Records drawn from a dataset:
========================================================================

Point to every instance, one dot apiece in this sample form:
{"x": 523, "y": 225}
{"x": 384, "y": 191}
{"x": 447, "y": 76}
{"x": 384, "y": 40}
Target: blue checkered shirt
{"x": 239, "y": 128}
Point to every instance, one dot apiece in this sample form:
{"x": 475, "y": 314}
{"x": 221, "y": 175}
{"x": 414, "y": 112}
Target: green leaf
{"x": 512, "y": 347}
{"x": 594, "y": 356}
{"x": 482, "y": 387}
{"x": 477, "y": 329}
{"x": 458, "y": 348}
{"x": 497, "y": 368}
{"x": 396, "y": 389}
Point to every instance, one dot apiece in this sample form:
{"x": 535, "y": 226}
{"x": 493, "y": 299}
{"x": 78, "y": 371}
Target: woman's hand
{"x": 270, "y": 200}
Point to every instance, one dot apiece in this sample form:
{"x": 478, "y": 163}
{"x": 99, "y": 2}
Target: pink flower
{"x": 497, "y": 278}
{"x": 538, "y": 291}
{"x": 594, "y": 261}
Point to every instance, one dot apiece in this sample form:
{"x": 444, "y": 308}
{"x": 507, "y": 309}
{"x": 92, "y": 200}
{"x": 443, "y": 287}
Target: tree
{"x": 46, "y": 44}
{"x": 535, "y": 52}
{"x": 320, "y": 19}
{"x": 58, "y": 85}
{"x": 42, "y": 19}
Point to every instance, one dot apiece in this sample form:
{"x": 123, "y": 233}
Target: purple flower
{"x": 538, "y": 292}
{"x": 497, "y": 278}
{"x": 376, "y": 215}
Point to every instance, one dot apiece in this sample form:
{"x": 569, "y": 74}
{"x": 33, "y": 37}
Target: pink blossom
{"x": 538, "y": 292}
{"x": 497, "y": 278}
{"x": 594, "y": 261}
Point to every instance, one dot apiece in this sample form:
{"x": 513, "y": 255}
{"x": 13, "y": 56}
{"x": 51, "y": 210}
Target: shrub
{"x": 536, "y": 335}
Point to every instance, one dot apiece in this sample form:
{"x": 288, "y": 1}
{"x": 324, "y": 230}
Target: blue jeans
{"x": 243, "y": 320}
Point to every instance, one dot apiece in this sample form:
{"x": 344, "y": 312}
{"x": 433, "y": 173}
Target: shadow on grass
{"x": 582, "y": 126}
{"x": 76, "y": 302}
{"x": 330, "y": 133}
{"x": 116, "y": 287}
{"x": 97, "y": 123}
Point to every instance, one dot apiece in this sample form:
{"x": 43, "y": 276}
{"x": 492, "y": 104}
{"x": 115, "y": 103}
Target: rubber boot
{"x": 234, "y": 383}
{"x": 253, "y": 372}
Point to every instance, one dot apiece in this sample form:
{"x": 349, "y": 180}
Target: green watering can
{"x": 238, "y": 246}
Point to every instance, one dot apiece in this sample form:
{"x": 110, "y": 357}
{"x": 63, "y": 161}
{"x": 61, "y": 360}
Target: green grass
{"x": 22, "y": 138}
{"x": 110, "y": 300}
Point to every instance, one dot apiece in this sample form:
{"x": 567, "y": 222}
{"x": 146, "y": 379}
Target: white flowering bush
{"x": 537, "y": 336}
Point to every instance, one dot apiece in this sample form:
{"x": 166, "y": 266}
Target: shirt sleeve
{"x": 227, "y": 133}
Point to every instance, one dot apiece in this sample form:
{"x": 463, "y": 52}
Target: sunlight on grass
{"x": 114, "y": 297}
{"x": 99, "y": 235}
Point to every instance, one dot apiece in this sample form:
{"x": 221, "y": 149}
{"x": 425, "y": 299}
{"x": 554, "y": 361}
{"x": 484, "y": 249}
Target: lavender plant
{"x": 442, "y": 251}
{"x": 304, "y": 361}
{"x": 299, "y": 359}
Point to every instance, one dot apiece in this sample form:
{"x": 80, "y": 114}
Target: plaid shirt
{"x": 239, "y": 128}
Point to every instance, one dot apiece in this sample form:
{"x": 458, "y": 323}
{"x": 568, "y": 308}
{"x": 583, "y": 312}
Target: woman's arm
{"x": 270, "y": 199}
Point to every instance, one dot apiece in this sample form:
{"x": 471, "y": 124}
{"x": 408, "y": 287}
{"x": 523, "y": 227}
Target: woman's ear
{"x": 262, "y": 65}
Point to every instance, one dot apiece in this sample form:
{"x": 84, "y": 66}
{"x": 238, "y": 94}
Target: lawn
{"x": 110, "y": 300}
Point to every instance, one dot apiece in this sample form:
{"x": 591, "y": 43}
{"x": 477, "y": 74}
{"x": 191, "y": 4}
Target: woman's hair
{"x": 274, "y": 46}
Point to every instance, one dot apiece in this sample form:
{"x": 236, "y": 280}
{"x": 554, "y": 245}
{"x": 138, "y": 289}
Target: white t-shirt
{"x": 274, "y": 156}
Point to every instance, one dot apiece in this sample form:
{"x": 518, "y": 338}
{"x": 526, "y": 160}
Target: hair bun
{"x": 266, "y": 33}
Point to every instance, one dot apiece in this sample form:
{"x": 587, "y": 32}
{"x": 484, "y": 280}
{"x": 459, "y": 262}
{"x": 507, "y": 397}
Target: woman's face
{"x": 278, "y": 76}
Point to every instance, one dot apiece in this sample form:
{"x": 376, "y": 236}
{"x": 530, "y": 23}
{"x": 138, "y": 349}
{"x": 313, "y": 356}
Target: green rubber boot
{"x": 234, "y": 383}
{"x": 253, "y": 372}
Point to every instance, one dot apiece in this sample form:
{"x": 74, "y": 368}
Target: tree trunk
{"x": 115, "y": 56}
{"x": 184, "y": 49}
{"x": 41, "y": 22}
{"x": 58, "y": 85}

========================================================================

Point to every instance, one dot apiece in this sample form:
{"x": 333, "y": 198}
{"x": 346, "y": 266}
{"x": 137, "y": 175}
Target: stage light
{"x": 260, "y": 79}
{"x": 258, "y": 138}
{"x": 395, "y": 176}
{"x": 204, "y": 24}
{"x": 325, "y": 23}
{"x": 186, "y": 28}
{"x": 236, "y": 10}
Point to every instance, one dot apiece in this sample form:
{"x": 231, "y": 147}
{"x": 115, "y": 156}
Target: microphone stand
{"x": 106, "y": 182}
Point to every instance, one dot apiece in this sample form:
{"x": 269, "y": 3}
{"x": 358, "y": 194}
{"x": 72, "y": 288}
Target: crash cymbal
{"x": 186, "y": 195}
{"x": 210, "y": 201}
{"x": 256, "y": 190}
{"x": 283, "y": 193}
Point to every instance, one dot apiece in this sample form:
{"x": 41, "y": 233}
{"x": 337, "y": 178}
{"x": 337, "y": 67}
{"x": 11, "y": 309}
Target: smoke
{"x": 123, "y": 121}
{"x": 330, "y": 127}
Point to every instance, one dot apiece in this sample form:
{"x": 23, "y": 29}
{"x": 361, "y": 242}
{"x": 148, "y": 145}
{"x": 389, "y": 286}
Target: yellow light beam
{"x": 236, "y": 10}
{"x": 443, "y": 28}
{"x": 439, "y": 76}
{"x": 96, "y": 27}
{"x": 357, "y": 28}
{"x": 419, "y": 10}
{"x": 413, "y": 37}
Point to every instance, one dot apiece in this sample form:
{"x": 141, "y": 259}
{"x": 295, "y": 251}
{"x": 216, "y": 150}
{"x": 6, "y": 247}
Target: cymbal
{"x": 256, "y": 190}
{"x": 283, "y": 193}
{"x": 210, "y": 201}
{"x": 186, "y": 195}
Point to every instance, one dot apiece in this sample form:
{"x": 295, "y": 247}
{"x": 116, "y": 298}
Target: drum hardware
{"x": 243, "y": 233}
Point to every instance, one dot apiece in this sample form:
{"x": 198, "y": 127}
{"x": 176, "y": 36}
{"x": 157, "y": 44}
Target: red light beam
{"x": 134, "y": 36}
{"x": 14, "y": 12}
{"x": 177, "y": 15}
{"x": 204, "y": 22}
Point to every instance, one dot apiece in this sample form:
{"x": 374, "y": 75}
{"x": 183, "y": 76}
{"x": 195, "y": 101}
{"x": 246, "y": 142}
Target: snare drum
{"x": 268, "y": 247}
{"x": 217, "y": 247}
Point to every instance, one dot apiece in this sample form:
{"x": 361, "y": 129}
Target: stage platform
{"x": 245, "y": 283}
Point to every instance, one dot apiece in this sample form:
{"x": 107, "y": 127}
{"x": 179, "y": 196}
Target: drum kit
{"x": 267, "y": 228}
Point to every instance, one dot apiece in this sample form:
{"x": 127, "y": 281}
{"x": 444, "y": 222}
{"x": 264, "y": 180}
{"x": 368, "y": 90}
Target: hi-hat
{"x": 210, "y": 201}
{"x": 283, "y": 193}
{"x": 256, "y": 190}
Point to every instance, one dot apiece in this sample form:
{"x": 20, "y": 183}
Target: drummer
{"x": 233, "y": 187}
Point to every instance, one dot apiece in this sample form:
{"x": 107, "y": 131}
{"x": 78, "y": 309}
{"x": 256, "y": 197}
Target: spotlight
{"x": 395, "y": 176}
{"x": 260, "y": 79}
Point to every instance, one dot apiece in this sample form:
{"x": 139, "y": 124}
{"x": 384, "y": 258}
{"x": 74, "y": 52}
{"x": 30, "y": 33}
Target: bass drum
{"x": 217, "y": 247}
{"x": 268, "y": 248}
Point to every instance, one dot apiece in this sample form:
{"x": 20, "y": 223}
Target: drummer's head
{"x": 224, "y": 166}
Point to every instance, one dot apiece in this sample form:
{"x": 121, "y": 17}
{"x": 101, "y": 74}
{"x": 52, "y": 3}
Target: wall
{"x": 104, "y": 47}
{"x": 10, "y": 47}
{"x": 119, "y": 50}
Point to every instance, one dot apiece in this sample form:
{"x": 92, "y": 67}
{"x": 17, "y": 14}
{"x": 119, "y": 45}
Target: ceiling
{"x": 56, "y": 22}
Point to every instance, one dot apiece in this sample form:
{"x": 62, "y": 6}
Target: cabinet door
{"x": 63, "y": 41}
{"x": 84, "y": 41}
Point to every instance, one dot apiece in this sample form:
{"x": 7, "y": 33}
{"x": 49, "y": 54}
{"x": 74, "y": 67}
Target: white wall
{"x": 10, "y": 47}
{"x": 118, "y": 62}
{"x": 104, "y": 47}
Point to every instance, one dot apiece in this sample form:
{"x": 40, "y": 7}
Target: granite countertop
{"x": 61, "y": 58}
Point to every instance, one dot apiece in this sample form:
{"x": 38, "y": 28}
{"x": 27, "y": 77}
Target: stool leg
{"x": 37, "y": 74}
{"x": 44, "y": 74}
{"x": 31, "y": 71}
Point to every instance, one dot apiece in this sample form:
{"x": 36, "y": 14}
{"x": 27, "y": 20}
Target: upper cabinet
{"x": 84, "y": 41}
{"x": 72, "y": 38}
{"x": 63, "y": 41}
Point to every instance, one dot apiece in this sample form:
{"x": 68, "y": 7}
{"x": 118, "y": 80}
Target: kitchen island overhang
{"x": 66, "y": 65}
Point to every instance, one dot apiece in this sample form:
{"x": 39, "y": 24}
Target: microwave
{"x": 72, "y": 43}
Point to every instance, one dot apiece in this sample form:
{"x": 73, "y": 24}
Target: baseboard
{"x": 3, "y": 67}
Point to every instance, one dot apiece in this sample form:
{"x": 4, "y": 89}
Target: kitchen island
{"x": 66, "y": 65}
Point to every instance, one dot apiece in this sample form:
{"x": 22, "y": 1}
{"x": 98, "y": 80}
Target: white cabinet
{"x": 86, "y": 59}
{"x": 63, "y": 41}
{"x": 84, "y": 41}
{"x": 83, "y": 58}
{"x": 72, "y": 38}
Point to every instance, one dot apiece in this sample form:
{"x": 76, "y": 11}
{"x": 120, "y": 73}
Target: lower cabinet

========================================================================

YOUR GOAL → Reproduce exactly the lines above from the line with "Target: upper cabinet" to the line with "Target: lower cabinet", including both, and add nothing.

ANSWER TO THIS EXERCISE →
Target: upper cabinet
{"x": 84, "y": 41}
{"x": 72, "y": 38}
{"x": 63, "y": 41}
Point to every instance, one dot apiece in this sample form:
{"x": 68, "y": 7}
{"x": 118, "y": 80}
Target: kitchen island overhang
{"x": 66, "y": 65}
Point to every instance, one dot apiece in this sample form:
{"x": 39, "y": 24}
Target: microwave
{"x": 72, "y": 43}
Point to every instance, one dot apiece in this sample form:
{"x": 73, "y": 24}
Target: baseboard
{"x": 3, "y": 67}
Point to every instance, one dot apiece in this sample form:
{"x": 4, "y": 89}
Target: kitchen island
{"x": 66, "y": 65}
Point to every instance, one dot apiece in this sample form:
{"x": 22, "y": 1}
{"x": 98, "y": 80}
Target: white cabinet
{"x": 86, "y": 59}
{"x": 63, "y": 41}
{"x": 84, "y": 41}
{"x": 83, "y": 58}
{"x": 72, "y": 38}
Point to every instance, one dot apiece in this sample form:
{"x": 76, "y": 11}
{"x": 120, "y": 73}
Target: lower cabinet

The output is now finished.